◆ **What is being asked**
Which lines in the records below contain the word "bicycle"? Extract each of them.

(Location identification records)
=-=-=-=-=

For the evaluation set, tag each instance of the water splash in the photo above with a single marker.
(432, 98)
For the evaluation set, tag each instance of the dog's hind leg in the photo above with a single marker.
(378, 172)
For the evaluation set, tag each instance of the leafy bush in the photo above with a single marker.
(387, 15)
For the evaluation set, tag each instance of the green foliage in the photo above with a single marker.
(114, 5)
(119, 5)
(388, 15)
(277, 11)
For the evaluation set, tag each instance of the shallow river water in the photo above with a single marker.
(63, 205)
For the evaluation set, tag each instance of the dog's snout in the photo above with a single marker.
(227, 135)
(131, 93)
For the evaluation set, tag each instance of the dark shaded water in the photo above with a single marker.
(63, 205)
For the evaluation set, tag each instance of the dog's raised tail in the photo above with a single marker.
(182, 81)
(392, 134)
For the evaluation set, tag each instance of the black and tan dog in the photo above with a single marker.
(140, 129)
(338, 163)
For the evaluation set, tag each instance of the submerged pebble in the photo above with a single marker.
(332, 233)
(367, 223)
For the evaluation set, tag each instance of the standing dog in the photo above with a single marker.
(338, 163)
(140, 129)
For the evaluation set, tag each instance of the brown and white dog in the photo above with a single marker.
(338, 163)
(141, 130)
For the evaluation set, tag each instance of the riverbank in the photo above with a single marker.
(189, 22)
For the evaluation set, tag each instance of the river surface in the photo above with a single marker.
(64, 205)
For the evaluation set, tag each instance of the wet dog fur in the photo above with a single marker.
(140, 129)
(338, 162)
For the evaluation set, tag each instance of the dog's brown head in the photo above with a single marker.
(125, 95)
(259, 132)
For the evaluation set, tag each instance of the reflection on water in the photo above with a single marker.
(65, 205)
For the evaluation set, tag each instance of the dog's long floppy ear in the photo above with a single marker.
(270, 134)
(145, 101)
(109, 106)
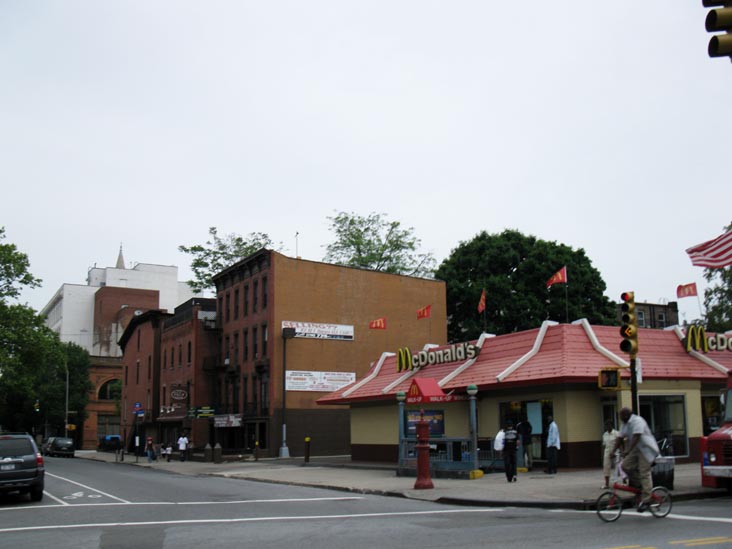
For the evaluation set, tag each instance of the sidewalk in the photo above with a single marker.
(569, 489)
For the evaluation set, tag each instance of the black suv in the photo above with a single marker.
(21, 465)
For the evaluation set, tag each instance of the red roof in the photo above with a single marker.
(552, 354)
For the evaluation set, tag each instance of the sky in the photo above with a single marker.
(601, 127)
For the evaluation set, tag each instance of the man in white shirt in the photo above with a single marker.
(639, 453)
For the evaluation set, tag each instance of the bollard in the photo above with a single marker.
(307, 449)
(424, 481)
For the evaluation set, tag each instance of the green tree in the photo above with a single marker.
(218, 253)
(374, 243)
(14, 273)
(513, 269)
(718, 298)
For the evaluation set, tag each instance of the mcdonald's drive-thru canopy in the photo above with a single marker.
(552, 354)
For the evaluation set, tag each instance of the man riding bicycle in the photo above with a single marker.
(639, 454)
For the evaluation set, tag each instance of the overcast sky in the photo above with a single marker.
(602, 127)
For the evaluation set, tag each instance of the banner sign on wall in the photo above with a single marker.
(317, 330)
(317, 381)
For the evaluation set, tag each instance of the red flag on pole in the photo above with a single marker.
(378, 324)
(714, 254)
(686, 290)
(560, 277)
(424, 312)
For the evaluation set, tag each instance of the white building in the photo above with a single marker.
(71, 311)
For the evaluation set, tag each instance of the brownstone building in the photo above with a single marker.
(165, 380)
(307, 324)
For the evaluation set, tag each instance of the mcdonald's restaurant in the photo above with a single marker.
(572, 372)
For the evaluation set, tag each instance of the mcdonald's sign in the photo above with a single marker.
(454, 353)
(697, 340)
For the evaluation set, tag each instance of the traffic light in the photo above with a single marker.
(609, 378)
(720, 45)
(629, 329)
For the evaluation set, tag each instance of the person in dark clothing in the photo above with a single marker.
(524, 429)
(510, 445)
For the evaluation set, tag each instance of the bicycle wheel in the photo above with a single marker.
(609, 507)
(660, 503)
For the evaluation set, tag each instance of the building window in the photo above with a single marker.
(641, 319)
(245, 340)
(236, 347)
(666, 417)
(264, 340)
(264, 293)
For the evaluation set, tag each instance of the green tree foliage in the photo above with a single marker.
(32, 358)
(14, 272)
(718, 298)
(374, 243)
(218, 253)
(513, 269)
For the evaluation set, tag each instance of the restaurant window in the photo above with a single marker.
(245, 340)
(666, 417)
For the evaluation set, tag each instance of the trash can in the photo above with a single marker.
(662, 472)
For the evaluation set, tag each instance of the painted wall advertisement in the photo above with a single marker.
(318, 330)
(325, 382)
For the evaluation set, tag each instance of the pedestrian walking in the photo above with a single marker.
(552, 446)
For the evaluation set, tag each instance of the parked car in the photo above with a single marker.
(61, 446)
(21, 465)
(45, 444)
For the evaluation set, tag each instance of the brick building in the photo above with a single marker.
(328, 309)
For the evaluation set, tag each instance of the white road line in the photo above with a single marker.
(250, 519)
(162, 503)
(87, 487)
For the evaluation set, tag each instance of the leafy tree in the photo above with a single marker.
(718, 298)
(219, 253)
(374, 243)
(513, 269)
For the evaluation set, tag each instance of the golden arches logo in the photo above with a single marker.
(404, 359)
(696, 339)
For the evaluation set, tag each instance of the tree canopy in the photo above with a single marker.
(718, 298)
(218, 253)
(32, 359)
(375, 243)
(513, 269)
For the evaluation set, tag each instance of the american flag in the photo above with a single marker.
(714, 254)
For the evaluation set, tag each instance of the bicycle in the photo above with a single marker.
(610, 503)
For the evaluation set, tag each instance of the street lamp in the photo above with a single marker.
(472, 391)
(287, 333)
(66, 408)
(401, 397)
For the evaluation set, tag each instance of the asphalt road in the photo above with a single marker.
(92, 504)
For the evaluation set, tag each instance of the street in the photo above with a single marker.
(93, 504)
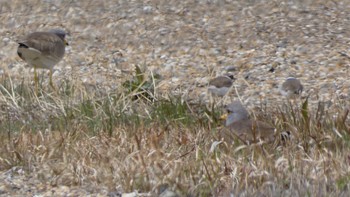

=-=-=-=-=

◆ **Written solution**
For the evaluation set, tag each instance of the man riding bicycle in the photo above with a single marker.
For the evaluation set, tag each instance of the bicycle wheel in the photo above with a single marker.
For the evaluation set, tag each instance of the bicycle in the photo above with a single marker.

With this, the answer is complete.